■ WORK INSTRUCTIONS ■
A. According to the DeepSeek API guide, what request/response format does the platform use?
B. List everything the DeepSeek API guide says a developer can do with the model response the API returns.
C. Resume the DeepSeek API guide from where it stops.

■ DOCUMENT EXCERPT ■
——————
DeepSeek API (2026): Complete Developer Guide
The DeepSeek API is a developer platform for calling DeepSeek models using an OpenAI-compatible request/response format. That means you can often take existing code written for OpenAI-style clients, swap the base URL, set your DeepSeek API key, and start shipping. DeepSeek’s platform focuses on fast, cost-efficient inference and includes both chat-style models and reasoning models that are designed for harder tasks.
What is DeepSeek API?
DeepSeek API is an HTTP-based service for generating text (and in some cases advanced reasoning) from DeepSeek models. You send a request containing a conversation (messages), a model name, and generation settings (like temperature and max tokens), and the API returns a model response you can display, store, transform, or feed into downstream systems.
——————
■ RECORDS PROVIDED ■
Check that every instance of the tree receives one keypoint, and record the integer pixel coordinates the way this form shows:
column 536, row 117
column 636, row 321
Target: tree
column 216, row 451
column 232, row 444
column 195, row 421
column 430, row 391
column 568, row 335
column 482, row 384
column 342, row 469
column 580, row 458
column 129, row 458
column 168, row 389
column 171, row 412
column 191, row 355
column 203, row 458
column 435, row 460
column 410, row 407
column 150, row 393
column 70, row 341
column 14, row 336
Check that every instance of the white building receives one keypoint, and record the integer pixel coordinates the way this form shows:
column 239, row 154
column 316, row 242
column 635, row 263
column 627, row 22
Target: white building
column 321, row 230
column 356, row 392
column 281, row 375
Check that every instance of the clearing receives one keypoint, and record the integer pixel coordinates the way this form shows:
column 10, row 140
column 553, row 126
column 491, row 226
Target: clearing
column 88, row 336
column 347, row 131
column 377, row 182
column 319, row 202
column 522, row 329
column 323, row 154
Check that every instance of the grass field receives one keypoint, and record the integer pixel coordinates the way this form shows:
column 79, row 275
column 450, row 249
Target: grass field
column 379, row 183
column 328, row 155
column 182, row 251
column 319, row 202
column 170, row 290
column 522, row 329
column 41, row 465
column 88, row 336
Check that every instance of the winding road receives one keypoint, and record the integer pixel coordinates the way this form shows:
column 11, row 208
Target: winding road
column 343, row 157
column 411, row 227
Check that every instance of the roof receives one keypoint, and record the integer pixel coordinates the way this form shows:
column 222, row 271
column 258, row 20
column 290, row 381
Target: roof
——————
■ RESULTS FOR THE EXERCISE ■
A. An OpenAI-compatible request/response format.

B. Display it, store it, transform it, or feed it into downstream systems.

C.
What makes DeepSeek especially practical for teams is that the API follows a familiar “chat completions” pattern that many developer tools already support. If your stack uses an OpenAI-compatible SDK, it’s often “plug-and-play”: update the base URL, provide your API key, and keep your existing code structure for messages, tools, and streaming.
What you can build with DeepSeek API
- Customer support assistants with grounded answers and escalation paths
- RAG search (document Q&A, knowledge-base chat, internal copilot)
- Extraction APIs (pull structured fields from text: invoices, resumes, tickets, reviews)
- Coding assistants and code review bots
- Research workflows that summarize, compare, and explain sources
- Agentic automation using tools (function calls) and multi-step planning
Why teams choose DeepSeek
Most teams pick DeepSeek for one or more of these reasons:
- OpenAI-compatible schema: faster migration and fewer rewrites across SDKs and gateways.
- Cost structure: token-based billing (with caching concepts) can be extremely cost-effective if you architect for reuse.
- Model variety: a chat model for general tasks and a reasoner model for deeper, multi-step reasoning.
- Practical production docs: clear error codes and best practices for retries and resilience.
Core concepts: tokens, context, caching, and output limits
To build predictably with any LLM API, you need four mental models: tokens, context window, output limit, and caching.
Tokens (what you pay for)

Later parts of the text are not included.